EXERCISE BRIEF ▸ Format every line of the entries below as a JSON list of strings, one string per line, with blank lines omitted.

• • • • •

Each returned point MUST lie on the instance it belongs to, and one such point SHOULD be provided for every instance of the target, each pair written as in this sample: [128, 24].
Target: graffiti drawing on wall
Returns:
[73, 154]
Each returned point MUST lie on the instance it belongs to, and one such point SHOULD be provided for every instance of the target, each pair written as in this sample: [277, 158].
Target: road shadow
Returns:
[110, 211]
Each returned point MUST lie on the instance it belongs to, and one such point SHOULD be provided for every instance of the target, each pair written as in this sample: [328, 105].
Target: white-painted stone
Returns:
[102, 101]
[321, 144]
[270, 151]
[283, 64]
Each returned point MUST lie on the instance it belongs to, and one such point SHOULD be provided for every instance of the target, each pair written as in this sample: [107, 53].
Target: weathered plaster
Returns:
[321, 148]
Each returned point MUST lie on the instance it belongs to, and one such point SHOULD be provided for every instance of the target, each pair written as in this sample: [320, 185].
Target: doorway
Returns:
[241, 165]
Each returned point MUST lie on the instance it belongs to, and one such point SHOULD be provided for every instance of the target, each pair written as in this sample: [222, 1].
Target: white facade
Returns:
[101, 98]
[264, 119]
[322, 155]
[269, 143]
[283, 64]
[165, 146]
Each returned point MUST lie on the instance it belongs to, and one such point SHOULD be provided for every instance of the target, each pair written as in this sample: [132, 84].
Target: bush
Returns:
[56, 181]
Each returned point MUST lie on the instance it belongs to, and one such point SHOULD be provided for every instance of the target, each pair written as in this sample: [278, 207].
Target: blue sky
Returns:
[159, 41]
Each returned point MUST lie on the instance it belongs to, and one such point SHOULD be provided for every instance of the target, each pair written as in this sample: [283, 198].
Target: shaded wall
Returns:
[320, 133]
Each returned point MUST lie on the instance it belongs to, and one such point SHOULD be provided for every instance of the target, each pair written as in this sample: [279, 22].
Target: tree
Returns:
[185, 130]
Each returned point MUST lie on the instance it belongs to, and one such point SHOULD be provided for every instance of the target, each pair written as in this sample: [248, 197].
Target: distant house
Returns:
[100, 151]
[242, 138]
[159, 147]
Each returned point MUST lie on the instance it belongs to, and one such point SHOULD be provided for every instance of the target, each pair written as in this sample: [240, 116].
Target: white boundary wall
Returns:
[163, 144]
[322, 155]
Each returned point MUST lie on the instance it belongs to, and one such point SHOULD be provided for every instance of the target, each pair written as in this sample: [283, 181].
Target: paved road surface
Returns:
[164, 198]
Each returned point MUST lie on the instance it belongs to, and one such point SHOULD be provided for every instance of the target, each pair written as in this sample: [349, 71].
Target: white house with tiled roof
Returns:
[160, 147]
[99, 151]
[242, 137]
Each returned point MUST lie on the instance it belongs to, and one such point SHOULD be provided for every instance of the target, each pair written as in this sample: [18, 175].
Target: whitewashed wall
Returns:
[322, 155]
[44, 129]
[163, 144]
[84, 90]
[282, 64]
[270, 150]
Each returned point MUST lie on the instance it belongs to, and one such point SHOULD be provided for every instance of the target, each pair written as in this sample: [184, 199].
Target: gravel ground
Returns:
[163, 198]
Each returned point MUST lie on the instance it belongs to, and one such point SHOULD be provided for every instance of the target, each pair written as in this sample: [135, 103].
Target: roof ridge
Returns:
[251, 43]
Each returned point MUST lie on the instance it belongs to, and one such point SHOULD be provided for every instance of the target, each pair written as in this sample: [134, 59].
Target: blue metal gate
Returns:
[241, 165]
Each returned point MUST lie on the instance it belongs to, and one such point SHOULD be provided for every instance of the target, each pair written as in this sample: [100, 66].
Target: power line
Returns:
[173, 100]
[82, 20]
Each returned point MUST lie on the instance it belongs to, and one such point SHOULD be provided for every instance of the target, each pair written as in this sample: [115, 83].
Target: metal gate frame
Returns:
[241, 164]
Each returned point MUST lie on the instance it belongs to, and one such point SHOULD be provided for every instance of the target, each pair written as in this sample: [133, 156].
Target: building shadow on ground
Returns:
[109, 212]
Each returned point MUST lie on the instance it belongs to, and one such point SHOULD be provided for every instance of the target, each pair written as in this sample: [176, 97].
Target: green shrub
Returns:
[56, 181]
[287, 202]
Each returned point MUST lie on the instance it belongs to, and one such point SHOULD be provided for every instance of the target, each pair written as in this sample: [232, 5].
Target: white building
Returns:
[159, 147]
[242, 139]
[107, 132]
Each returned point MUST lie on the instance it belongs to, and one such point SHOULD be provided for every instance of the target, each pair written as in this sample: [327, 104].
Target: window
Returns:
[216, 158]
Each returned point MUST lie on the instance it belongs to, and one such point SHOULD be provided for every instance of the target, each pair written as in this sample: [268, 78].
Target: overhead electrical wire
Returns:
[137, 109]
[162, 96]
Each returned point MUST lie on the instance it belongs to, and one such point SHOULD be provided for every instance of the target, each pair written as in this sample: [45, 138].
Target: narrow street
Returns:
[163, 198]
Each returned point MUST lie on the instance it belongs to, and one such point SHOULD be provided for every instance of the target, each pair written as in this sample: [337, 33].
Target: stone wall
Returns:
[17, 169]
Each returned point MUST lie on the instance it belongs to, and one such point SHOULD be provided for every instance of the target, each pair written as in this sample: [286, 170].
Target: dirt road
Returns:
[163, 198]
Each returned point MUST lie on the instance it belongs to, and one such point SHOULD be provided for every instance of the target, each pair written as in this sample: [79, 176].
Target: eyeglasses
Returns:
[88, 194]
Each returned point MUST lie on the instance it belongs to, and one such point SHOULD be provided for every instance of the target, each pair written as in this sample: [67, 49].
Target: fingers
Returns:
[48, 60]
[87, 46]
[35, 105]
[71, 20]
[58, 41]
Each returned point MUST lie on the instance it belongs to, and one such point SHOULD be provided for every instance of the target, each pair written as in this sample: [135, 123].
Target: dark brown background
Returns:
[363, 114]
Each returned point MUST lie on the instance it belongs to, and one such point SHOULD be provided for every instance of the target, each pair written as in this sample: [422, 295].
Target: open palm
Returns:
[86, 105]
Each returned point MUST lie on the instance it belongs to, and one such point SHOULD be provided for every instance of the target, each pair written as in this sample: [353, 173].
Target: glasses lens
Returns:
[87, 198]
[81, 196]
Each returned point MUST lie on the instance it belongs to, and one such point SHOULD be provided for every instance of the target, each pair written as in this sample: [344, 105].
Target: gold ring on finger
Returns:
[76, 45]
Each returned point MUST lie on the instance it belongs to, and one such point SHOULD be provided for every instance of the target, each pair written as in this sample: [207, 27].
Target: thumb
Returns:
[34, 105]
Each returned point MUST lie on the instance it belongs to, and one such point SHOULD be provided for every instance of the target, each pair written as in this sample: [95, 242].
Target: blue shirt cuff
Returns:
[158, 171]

• • • • •

FULL SOLUTION ▸
[
  "Each returned point MUST lie on the instance it belongs to, and one such point SHOULD be provided for every instance of the target, each pair written as in this sample: [128, 24].",
  "Target: graffiti drawing on wall",
  "Returns:",
  "[73, 154]",
  "Each returned point MUST lie on the instance it belongs to, and one such point SHOULD be provided for every instance of the target, each pair written as in this sample: [277, 158].",
  "Target: road shadow",
  "Returns:",
  "[110, 211]",
  "Each returned point MUST lie on the instance it belongs to, and one such point SHOULD be provided for every instance of the target, each pair written as in this sample: [328, 105].",
  "Target: white-painted stone",
  "Returns:",
  "[102, 101]",
  "[321, 144]",
  "[270, 151]",
  "[283, 64]",
  "Each returned point MUST lie on the instance it belongs to, and one such point SHOULD be provided for every instance of the target, each pair written as in this sample: [107, 53].",
  "Target: weathered plaster",
  "Returns:",
  "[321, 148]",
  "Each returned point MUST lie on the instance it belongs to, and one such point SHOULD be provided for every instance of the target, each pair written as in this sample: [320, 185].",
  "Target: doorway",
  "Returns:",
  "[241, 165]",
  "Each returned point MUST lie on the instance it belongs to, and one such point SHOULD be provided for every instance of the target, each pair written as in this sample: [222, 1].",
  "Target: white facade",
  "Returns:",
  "[101, 98]",
  "[264, 119]",
  "[322, 155]",
  "[269, 143]",
  "[283, 64]",
  "[165, 146]",
  "Each returned point MUST lie on the instance it belongs to, and one such point SHOULD be provided for every instance of the target, each pair written as in this sample: [132, 84].",
  "Target: bush",
  "Returns:",
  "[56, 181]",
  "Each returned point MUST lie on the instance it belongs to, and one such point SHOULD be provided for every instance of the target, each pair written as in this sample: [278, 207].",
  "Target: blue sky",
  "Returns:",
  "[159, 41]",
  "Each returned point MUST lie on the instance it belongs to, and one such point SHOULD be provided for every instance of the target, each pair written as in this sample: [283, 198].",
  "Target: shaded wall",
  "Returns:",
  "[320, 133]",
  "Each returned point MUST lie on the instance it belongs to, and one such point SHOULD be provided for every instance of the target, each pair written as in this sample: [279, 22].",
  "Target: tree",
  "Returns:",
  "[185, 130]",
  "Each returned point MUST lie on the instance it belongs to, and one such point SHOULD be provided for every instance of the target, each pair written as in this sample: [248, 197].",
  "Target: distant house",
  "Returns:",
  "[100, 151]",
  "[242, 138]",
  "[159, 147]",
  "Each returned point MUST lie on the instance it belongs to, and one such point SHOULD be provided for every instance of the target, each pair written as in this sample: [240, 116].",
  "Target: white boundary wall",
  "Returns:",
  "[163, 144]",
  "[322, 155]",
  "Each returned point MUST lie on the instance it belongs to, and one such point SHOULD be provided for every instance of the target, each pair written as in this sample: [283, 181].",
  "Target: paved road surface",
  "Returns:",
  "[164, 198]",
  "Each returned point MUST lie on the instance it belongs to, and one such point SHOULD be provided for every instance of the target, each pair written as in this sample: [349, 71].",
  "Target: white house with tiled roof",
  "Returns:",
  "[160, 147]",
  "[99, 151]",
  "[242, 137]",
  "Each returned point MUST lie on the instance it belongs to, and one such point SHOULD be provided for every instance of the target, each pair written as in this sample: [18, 175].",
  "Target: whitewashed wall",
  "Returns:",
  "[322, 155]",
  "[44, 129]",
  "[163, 144]",
  "[84, 90]",
  "[282, 64]",
  "[270, 150]",
  "Each returned point MUST lie on the instance it belongs to, and one such point SHOULD be provided for every instance of the target, each pair written as in this sample: [184, 199].",
  "Target: gravel ground",
  "Returns:",
  "[163, 198]",
  "Each returned point MUST lie on the instance it belongs to, and one such point SHOULD be provided for every instance of the target, each pair written as in this sample: [135, 103].",
  "Target: roof ridge",
  "Returns:",
  "[251, 43]",
  "Each returned point MUST lie on the instance it belongs to, and one such point SHOULD be provided for every instance of the target, each pair written as in this sample: [134, 59].",
  "Target: blue metal gate",
  "Returns:",
  "[241, 165]",
  "Each returned point MUST lie on the instance it belongs to, and one such point SHOULD be provided for every instance of the target, each pair written as in this sample: [100, 66].",
  "Target: power line",
  "Returns:",
  "[173, 100]",
  "[82, 20]",
  "Each returned point MUST lie on the instance it belongs to, and one such point SHOULD be provided for every instance of the target, each pair written as in this sample: [115, 83].",
  "Target: metal gate frame",
  "Returns:",
  "[241, 164]",
  "Each returned point MUST lie on the instance it belongs to, and one such point SHOULD be provided for every instance of the target, each pair written as in this sample: [133, 156].",
  "Target: building shadow on ground",
  "Returns:",
  "[109, 212]",
  "Each returned point MUST lie on the instance it belongs to, and one such point SHOULD be provided for every instance of the target, each pair written as in this sample: [176, 97].",
  "Target: green shrub",
  "Returns:",
  "[56, 181]",
  "[287, 202]",
  "Each returned point MUST lie on the instance it belongs to, and one such point SHOULD be provided for every instance of the target, each pair written as in this sample: [232, 5].",
  "Target: white building",
  "Returns:",
  "[159, 147]",
  "[242, 139]",
  "[107, 132]",
  "Each returned point MUST lie on the instance it belongs to, and one such point SHOULD be provided for every instance of the target, each pair written as in this sample: [327, 104].",
  "Target: window",
  "Returns:",
  "[216, 158]",
  "Each returned point MUST lie on the instance it belongs to, and one such point SHOULD be provided for every instance of the target, each pair written as in this sample: [268, 78].",
  "Target: overhead electrical wire",
  "Returns:",
  "[137, 109]",
  "[162, 96]",
  "Each returned point MUST lie on the instance it belongs to, and one such point SHOULD be provided for every instance of the target, each pair written as in this sample: [45, 138].",
  "Target: narrow street",
  "Returns:",
  "[163, 198]",
  "Each returned point MUST lie on the instance it belongs to, and one such point SHOULD be provided for every instance of the target, each pair written as in this sample: [337, 33].",
  "Target: stone wall",
  "Returns:",
  "[17, 169]",
  "Each returned point MUST lie on the instance it belongs to, and one such point SHOULD be provided for every instance of the target, each pair written as in this sample: [286, 170].",
  "Target: dirt road",
  "Returns:",
  "[163, 198]",
  "Each returned point MUST lie on the instance it belongs to, and one such point SHOULD be provided for every instance of the target, each pair written as in this sample: [79, 176].",
  "Target: eyeglasses",
  "Returns:",
  "[88, 194]",
  "Each returned point MUST lie on the instance it belongs to, and one such point SHOULD be provided for every instance of the target, each pair written as in this sample: [67, 49].",
  "Target: fingers",
  "Returns:",
  "[48, 60]",
  "[87, 46]",
  "[35, 105]",
  "[71, 20]",
  "[58, 41]",
  "Each returned point MUST lie on the instance it belongs to, and one such point SHOULD be provided for every instance of the target, each pair written as in this sample: [135, 123].",
  "Target: dark brown background",
  "Returns:",
  "[363, 114]",
  "Each returned point MUST lie on the instance it belongs to, and one such point SHOULD be provided for every instance of the target, each pair written as in this sample: [422, 295].",
  "Target: open palm",
  "Returns:",
  "[86, 105]",
  "Each returned point MUST lie on the instance it belongs to, and one such point SHOULD be provided for every instance of the target, each pair written as in this sample: [353, 173].",
  "Target: glasses lens",
  "Returns:",
  "[87, 198]",
  "[81, 196]",
  "Each returned point MUST lie on the instance it belongs to, and one such point SHOULD be provided for every instance of the target, each pair written as in this sample: [344, 105].",
  "Target: gold ring on finger",
  "Returns:",
  "[76, 45]",
  "Each returned point MUST lie on the instance it belongs to, and one such point SHOULD be provided for every instance of the target, each pair written as in this sample: [207, 27].",
  "Target: thumb",
  "Returns:",
  "[34, 105]",
  "Each returned point MUST lie on the instance it belongs to, and one such point SHOULD be provided for every instance of the target, each pair written as in this sample: [95, 242].",
  "Target: blue shirt cuff",
  "Returns:",
  "[158, 171]"
]